Exercise directions = Copy out all of the records below word for word, keeping every line as it is.
--- begin Data for processing ---
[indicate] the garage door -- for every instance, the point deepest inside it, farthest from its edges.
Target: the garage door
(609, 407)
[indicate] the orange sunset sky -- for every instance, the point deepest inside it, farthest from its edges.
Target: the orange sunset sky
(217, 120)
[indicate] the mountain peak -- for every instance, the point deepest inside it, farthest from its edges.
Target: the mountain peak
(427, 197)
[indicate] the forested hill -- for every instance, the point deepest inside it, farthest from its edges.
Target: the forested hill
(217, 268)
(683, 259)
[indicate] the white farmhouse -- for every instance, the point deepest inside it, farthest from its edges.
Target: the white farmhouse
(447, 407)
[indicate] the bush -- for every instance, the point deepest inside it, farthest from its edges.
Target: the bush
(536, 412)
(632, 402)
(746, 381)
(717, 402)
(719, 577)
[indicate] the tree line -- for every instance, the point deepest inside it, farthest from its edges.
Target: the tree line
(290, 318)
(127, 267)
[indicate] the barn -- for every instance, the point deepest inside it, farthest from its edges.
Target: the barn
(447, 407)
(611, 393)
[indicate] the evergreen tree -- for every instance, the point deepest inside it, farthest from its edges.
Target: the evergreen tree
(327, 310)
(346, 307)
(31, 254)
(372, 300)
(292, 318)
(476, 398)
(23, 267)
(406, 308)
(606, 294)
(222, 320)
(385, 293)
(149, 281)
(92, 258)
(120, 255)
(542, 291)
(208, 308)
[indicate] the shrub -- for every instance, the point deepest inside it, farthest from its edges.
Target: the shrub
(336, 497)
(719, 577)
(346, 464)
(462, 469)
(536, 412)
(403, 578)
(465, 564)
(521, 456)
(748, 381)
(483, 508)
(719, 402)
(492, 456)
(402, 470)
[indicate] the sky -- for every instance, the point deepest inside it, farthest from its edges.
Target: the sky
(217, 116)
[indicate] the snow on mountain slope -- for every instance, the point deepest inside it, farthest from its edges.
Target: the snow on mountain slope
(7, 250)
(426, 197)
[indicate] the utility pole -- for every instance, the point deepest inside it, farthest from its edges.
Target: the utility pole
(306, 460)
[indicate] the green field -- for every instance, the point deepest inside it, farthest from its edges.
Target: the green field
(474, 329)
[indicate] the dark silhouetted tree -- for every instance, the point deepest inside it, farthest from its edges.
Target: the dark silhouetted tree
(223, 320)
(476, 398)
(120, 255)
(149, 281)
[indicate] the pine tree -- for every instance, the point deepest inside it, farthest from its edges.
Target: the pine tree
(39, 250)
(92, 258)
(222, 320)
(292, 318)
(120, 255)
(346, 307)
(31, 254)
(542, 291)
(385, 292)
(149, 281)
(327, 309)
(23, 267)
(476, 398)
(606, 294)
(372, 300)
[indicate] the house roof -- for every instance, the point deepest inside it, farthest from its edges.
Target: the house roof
--- end Data for processing ---
Output of the task =
[indicate] the garage door -- for every instance, the point deepest inside it, farthest from its edges.
Target: the garage door
(609, 407)
[indicate] the orange sunset sky -- for every instance, the point deepest inside it, farthest from its edges.
Target: the orange sunset sky
(217, 120)
[indicate] the mountain peak -- for every instance, the point deepest inside it, farthest from its edges.
Target: the mountain peak
(427, 197)
[indicate] the forested hill -- for every instance, the point deepest inside it, farthest from its edges.
Target: the forested hill
(217, 268)
(683, 259)
[indicate] the white farmhouse -- for every instance, the point deepest inside it, farthest from its edges.
Target: the white farmhouse
(447, 407)
[indicate] the bush -- for every instance, the point deepest inside it, farthest from its edges.
Target: the bush
(536, 412)
(632, 402)
(746, 381)
(717, 402)
(719, 577)
[indicate] the tree line -- for every instance, the point deepest inside it, farthest from its edges.
Target: the tree line
(290, 318)
(127, 267)
[indicate] the barn -- for every instance, the point deepest inside it, farthest from its edges.
Target: the barn
(447, 407)
(611, 393)
[indicate] the evergreen tree -- for every instance, the point deepest inside it, farthest from its edges.
Target: the evergreen tree
(327, 310)
(346, 307)
(31, 254)
(372, 300)
(292, 318)
(476, 398)
(23, 267)
(406, 308)
(606, 294)
(222, 320)
(385, 293)
(149, 281)
(92, 258)
(120, 255)
(542, 291)
(208, 308)
[indicate] the shrub -- for every instance, the point deepest inside it, farthest from its edges.
Target: the shrub
(336, 497)
(719, 577)
(346, 464)
(462, 469)
(536, 412)
(403, 578)
(465, 564)
(521, 456)
(748, 381)
(483, 508)
(719, 402)
(492, 456)
(402, 470)
[indicate] the sky -- for every instance, the point deepest inside it, farthest from its edges.
Target: the sky
(217, 116)
[indicate] the snow on mountain slope -- for every instance, the point deepest inside it, farthest from its edges.
Target: the snow on mountain slope
(7, 250)
(426, 197)
[indicate] the utility pole -- for every instance, the point deepest inside it, farthest from its edges.
Target: the utility pole
(306, 460)
[indicate] the green field -- for every instance, the point deepest inside it, farthest from its edges.
Target: the green field
(474, 329)
[indicate] the dark silhouetted tree -- for every instance, the point deepest inside it, farthest from its edges.
Target: the dark silhouetted tree
(223, 320)
(476, 398)
(120, 255)
(149, 281)
[indicate] the pine tree -- for every instance, the point deepest inside it, farthest from its edges.
Target: the pine tree
(39, 250)
(92, 258)
(222, 320)
(292, 318)
(120, 255)
(346, 307)
(31, 254)
(542, 291)
(385, 292)
(149, 281)
(327, 309)
(23, 267)
(476, 398)
(606, 294)
(372, 300)
[indicate] the house roof -- for every instance, the point deepest inside it, farthest from its edges.
Target: the house roof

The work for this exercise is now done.